*** TEXTAUSSCHNITT ***
Wieder geht es bei Induzierter Seismizität vorrangig um Disposalbohrungen
13.10.2014
Induzierte Seismizität
Vorstellung der Publikation „The 2001-Present Induced Earthquake Sequence in the Raton Basin of Northern New Mexico and Southern Colorado” von Prof. Dr. Horst Rüter
Der im Oktober 2014 von Justin L. Rubinstein, William L. Ellsworth, Arthur McCarr und Harley M. Benz veröffentlichte Artikel hat keinen direkten Bezug zur Schiefergarförderung sondern befasst sich mit der Seismizität, die bei der Verbringung von Lagerstättenwasser, das bei der Flözgas-Produktion mitgefördert wurde. Er ist dennoch hier interessant, da es bei der Seismizität im Zusammenhang mit Disposalbohrungen ja unerheblich ist, wo das verbrachte Abwasser letztlich her kam.
Disposalbohrungen rücken bei der Betrachtung seismischer Risiken immer mehr in den Vordergrund, nachdem 1966 erstmals von Ereignissen in Rocky Mountain Arsenal, Denver, Colorado berichtet wurde, und 1976 über gezielte Experimente im Rangley Oil Filed, Colorado, wobei eine deutliche Korrelation mit den Disposalraten festgestellt wurde. Weitere Beispiele sind: Prague, Oklahoma, 2011, M5,7; Youngstone, Colorado, 2011, M4,0; Paradox Valley, Colorado, M4,4; Guy-Greenbeer, Arkansas, M4,7. Die Untersuchungen im Raton Becken ergänzen diese bisher veröffentlichten Befunde.
***
• AUFGABEN:
(a) Stimmen die folgenden Aussagen mit dem Textausschnitt überein? Beantworte jede mit Ja oder Nein und zitiere die entscheidenden Worte wörtlich. (i) Der vorgestellte Artikel erschien im Oktober 2014. (ii) Von Ereignissen in Rocky Mountain Arsenal wurde erstmals 1976 berichtet. (iii) Für Prague, Oklahoma, wird eine Magnitude von 5,7 genannt.
(b) Übernimm aus dem Textausschnitt wortgetreu den Teil, der mit den Worten beginnt, die „Disposalbohrungen rücken bei“ enthalten, und mit „bisher veröffentlichten Befunde.“ endet.
*** DATENAUSZUG ***
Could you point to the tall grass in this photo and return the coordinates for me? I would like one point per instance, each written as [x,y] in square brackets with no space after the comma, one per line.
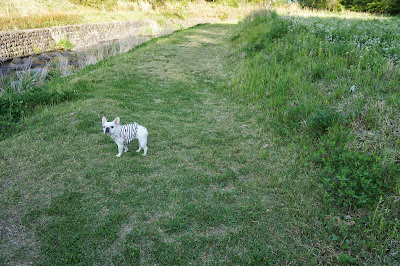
***
• LÖSUNGEN:
(a)
(i) Ja: „Der im Oktober 2014 von Justin L. Rubinstein, William L. Ellsworth, Arthur McCarr und Harley M. Benz veröffentlichte Artikel“
(ii) Nein: „nachdem 1966 erstmals von Ereignissen in Rocky Mountain Arsenal, Denver, Colorado berichtet wurde“
(iii) Ja: „Prague, Oklahoma, 2011, M5,7“

(b)
Disposalbohrungen rücken bei der Betrachtung seismischer Risiken immer mehr in den Vordergrund, nachdem 1966 erstmals von Ereignissen in Rocky Mountain Arsenal, Denver, Colorado berichtet wurde, und 1976 über gezielte Experimente im Rangley Oil Filed, Colorado, wobei eine deutliche Korrelation mit den Disposalraten festgestellt wurde. Weitere Beispiele sind: Prague, Oklahoma, 2011, M5,7; Youngstone, Colorado, 2011, M4,0; Paradox Valley, Colorado, M4,4; Guy-Greenbeer, Arkansas, M4,7. Die Untersuchungen im Raton Becken ergänzen diese bisher veröffentlichten Befunde.